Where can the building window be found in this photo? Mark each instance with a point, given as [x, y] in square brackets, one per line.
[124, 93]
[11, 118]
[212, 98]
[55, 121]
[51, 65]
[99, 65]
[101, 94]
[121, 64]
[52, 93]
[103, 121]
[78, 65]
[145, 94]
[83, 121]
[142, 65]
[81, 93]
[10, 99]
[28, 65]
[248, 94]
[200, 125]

- **Requirements**:
Write out all the items above as a two-column CSV with the header row instruction,points and one row per item. Put each field in double quotes and replace every line break inside a field with a space.

- **Finished answer**:
instruction,points
"Where can the building window be found in this photo? Mark each instance with a point, given as [x, y] in square brackets, one per line.","[124, 93] [11, 118] [212, 98] [55, 121] [51, 65] [99, 65] [101, 94] [121, 64] [52, 93] [103, 121] [78, 65] [145, 94] [83, 121] [142, 65] [81, 93] [10, 99] [28, 65] [248, 94] [200, 125]"